[WHAT THIS TASK INVOLVES]: Return all of the data exactly, with nothing left out but the pictures.

[PROVIDED MATERIAL]:
========================================================================

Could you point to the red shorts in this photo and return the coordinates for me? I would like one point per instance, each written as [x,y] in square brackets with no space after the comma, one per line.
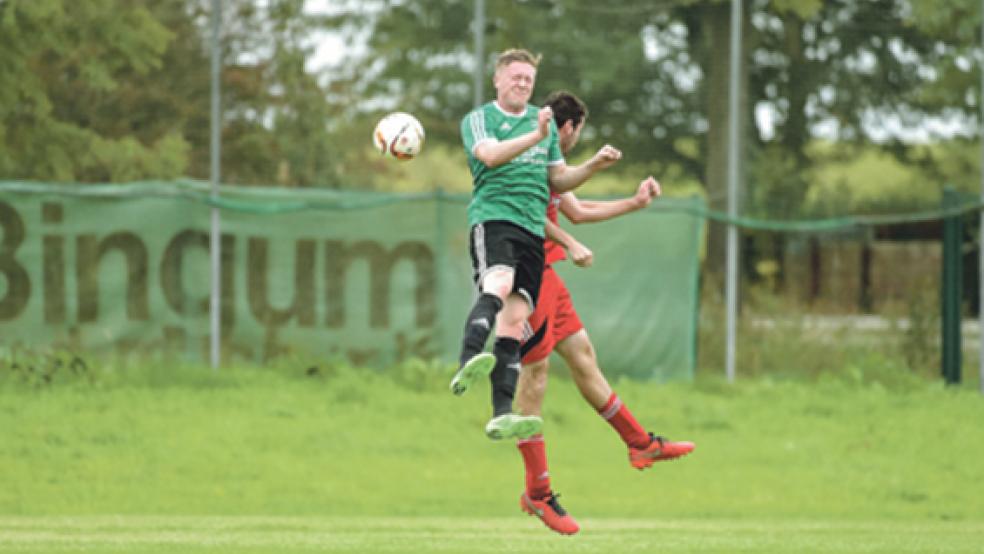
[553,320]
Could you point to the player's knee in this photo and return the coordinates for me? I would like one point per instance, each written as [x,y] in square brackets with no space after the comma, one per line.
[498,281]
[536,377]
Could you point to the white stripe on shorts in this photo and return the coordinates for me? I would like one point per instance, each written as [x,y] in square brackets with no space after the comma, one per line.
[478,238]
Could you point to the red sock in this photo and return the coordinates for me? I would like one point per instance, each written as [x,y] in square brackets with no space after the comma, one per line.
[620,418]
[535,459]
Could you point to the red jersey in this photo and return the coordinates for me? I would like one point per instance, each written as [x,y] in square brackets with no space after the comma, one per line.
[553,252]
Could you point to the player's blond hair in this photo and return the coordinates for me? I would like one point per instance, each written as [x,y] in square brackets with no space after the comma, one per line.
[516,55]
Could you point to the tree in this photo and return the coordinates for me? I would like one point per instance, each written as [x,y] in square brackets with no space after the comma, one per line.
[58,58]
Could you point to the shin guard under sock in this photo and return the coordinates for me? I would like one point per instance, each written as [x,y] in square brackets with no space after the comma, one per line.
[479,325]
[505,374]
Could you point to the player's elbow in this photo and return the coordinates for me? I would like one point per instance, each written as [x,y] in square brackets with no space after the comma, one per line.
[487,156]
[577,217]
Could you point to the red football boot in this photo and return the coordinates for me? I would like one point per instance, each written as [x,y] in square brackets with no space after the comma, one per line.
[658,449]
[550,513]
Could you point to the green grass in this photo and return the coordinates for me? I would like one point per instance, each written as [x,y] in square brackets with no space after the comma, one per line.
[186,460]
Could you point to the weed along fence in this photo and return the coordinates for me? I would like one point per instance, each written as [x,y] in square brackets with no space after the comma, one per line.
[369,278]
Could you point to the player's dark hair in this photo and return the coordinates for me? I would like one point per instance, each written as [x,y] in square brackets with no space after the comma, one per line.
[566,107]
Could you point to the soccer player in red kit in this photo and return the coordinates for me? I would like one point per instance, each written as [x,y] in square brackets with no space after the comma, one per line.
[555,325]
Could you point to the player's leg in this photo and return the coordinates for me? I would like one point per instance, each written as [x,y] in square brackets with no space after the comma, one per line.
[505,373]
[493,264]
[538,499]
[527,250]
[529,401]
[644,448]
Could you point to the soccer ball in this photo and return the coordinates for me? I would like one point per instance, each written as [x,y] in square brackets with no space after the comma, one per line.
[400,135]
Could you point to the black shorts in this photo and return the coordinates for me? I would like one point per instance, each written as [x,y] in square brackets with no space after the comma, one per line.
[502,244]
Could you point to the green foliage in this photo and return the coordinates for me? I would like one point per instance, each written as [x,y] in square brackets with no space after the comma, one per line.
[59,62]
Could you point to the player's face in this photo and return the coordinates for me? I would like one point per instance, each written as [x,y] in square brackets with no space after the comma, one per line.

========================================================================

[FINISHED TASK]:
Could you point to the red shorts in this photo and return the coordinates for me? I would like one point per instance, each written as [x,y] in square brackets with no space after the comma, one per line.
[553,320]
Could you point to the player's knee in this photo and return the coordinates for me? I would like one point per instance, each written as [x,y] in square brackets with no space after the comma, one per line.
[498,281]
[536,377]
Could you point to the white stripe on shorts in this photo and return the coordinates for me? I would like one point per instance, each written as [x,y] in square brackets with no space after the comma, one per line.
[478,238]
Could you point to the red sock in this photo and return the coordinates for me? I would like one point per instance, each written as [x,y] in square brackets with no space after the comma, one per line.
[620,418]
[535,459]
Could you point to the red jersey in this photo and return the coordinates for me? I would like one point per instance, each written as [x,y] in square brackets with no space after the comma, one per line.
[553,252]
Could you point to the player's blond hair in this photo and return the coordinates for me? I would like one point per instance, each written as [x,y] in square brackets with no space after the comma, one per line.
[516,55]
Could you point to the tree in this photo and return the coordinates for me? I would like one point per instance, each written as [x,y] in square brackets with no space after the comma, one per line.
[58,58]
Could you point to the shin guard under sock in this photo and return the coordinates for me? I would like one point per instance, each written as [x,y] in square brackets with no space after the comma, one per line.
[479,325]
[505,374]
Could you point to the player's elbow in this photo and return the coordinates for me? I would like one point per instance, each written as [x,y] in square brackets with no space after the comma, one per line.
[487,156]
[577,217]
Could you point to the red football boot in this photo and return the coordinates for me? I would like one point per instance, each written as [x,y] in square brackets with no space after the comma, one per line.
[658,449]
[550,513]
Could you point to the green grass in this photo and return the coordinates for me? I would like one point per instance, each written as [x,y] in square brackets with no space after the comma, one per line.
[186,460]
Could you point to the weed along fence in this photo and return the coordinates for me? I would like one point per instance, each written as [x,y] in square brackets with no space after the comma, one per line.
[369,278]
Could you point to the player's dark hair in this photo and return the coordinates for me? I would like one point per instance, each written as [x,y] in square brackets with no space after the comma, one per line.
[566,107]
Could you point to the soccer player in red kit in this photo and return the coordinates for me? I would like one point per instance, each written as [x,y] in square brackets with no space after the comma, one per line.
[555,325]
Could you point to the player's leg in this photo and return the coordinates for me? I would like one point per instance, each written as [x,y] in square brackets with no space after the comma, one per line.
[505,373]
[493,264]
[538,499]
[527,250]
[529,401]
[644,448]
Could you point to the soccer ball in this photo and return the coordinates for me? I would like one point per instance, each written as [x,y] in square brackets with no space after the comma, one per line.
[400,135]
Could you point to the black shorts in this photo and return the coordinates for me? I would like one point per instance, each written as [x,y] in square brackets with no space after the comma, one per line.
[502,244]
Could you point to the green foliage in this photo and return the coordinates for me? I would like one point per instance, each written as [x,y] in square brackets with no space after the comma, one per line.
[59,62]
Could you point to the player's face in this photo and return the coordinates for me? I would like one point per instance, each written as [x,y] in square brackets with no space after the comma, one per line.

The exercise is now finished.